-- SHORT PROBLEM --
Copy the data below word for word, from the line containing "Where can you spot the spectator" down to the line containing "column 676, row 88", both of those lines included.
|---|
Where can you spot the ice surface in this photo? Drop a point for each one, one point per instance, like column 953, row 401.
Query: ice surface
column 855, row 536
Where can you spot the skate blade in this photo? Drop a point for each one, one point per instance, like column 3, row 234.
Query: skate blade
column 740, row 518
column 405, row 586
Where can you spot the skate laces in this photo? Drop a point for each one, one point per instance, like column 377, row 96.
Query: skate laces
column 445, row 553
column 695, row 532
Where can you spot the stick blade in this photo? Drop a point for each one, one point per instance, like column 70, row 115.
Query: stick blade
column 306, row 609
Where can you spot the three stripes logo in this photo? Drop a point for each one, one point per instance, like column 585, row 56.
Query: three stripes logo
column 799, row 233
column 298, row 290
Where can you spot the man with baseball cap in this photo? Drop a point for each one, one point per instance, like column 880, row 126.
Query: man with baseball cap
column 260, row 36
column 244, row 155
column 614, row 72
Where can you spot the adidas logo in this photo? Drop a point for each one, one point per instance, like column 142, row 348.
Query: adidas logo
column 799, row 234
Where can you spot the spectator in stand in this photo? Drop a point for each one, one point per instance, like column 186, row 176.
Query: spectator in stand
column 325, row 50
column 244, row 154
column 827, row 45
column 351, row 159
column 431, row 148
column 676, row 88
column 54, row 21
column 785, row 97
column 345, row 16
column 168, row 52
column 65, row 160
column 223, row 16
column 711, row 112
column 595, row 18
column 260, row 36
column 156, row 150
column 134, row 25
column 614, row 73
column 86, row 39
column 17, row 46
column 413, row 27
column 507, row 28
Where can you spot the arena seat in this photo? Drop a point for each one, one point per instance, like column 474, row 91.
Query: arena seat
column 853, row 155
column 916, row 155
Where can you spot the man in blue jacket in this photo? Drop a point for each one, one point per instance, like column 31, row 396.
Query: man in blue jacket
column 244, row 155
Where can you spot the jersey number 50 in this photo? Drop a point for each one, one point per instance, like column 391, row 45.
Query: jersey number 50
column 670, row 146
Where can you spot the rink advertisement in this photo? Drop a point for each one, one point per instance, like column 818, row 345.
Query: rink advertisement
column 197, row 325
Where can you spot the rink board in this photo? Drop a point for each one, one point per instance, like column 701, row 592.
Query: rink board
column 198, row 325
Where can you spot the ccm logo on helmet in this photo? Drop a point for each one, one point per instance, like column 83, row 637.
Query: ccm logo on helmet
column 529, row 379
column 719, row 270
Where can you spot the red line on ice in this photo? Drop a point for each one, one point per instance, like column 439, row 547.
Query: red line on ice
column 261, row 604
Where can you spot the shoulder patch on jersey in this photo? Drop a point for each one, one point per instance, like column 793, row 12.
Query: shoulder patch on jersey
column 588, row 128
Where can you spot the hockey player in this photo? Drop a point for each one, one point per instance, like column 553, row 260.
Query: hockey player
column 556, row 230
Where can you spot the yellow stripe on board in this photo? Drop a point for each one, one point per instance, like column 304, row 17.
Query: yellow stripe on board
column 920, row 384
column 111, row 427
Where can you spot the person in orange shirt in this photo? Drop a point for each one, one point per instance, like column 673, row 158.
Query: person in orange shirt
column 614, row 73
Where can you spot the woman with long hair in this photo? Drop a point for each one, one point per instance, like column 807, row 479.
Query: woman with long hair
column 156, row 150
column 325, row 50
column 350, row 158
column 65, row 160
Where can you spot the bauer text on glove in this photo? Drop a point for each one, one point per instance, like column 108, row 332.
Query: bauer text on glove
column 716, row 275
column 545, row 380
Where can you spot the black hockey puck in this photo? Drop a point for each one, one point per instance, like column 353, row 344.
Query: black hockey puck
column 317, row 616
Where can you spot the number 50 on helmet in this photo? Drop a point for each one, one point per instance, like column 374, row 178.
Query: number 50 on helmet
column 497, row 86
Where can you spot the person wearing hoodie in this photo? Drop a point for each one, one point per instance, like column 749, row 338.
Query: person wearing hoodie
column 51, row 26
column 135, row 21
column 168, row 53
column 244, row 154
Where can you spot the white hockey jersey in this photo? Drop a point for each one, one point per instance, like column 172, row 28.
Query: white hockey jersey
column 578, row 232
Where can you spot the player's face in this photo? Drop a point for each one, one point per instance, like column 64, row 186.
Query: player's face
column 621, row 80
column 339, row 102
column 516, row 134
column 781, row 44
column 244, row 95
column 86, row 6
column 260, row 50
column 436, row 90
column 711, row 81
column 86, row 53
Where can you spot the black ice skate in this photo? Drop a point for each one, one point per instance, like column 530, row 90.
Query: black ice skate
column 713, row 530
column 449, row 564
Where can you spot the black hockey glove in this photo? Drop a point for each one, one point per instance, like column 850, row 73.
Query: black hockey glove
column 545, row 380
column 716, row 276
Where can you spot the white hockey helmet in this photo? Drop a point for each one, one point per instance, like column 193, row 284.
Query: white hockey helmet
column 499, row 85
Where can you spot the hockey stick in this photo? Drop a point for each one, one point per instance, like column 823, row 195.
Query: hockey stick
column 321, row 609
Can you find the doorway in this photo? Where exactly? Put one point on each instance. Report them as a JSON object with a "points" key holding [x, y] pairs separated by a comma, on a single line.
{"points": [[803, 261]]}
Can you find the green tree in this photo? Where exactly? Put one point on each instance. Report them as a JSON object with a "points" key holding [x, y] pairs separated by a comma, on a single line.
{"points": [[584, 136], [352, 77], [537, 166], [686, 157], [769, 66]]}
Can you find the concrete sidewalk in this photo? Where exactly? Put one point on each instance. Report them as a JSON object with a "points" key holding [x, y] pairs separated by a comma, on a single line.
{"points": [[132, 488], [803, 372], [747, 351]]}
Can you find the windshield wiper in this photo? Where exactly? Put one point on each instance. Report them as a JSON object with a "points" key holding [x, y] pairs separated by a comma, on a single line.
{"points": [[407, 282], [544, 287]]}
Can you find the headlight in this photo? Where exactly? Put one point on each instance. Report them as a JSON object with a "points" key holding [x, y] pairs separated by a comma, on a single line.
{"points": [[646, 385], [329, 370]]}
|---|
-- WRITTEN RESPONSE --
Where can you spot the spectator in stand in this photo? Drop a point for each one, one point per instance, like column 186, row 176.
Query: spectator in stand
column 325, row 50
column 244, row 154
column 827, row 45
column 351, row 159
column 431, row 148
column 676, row 88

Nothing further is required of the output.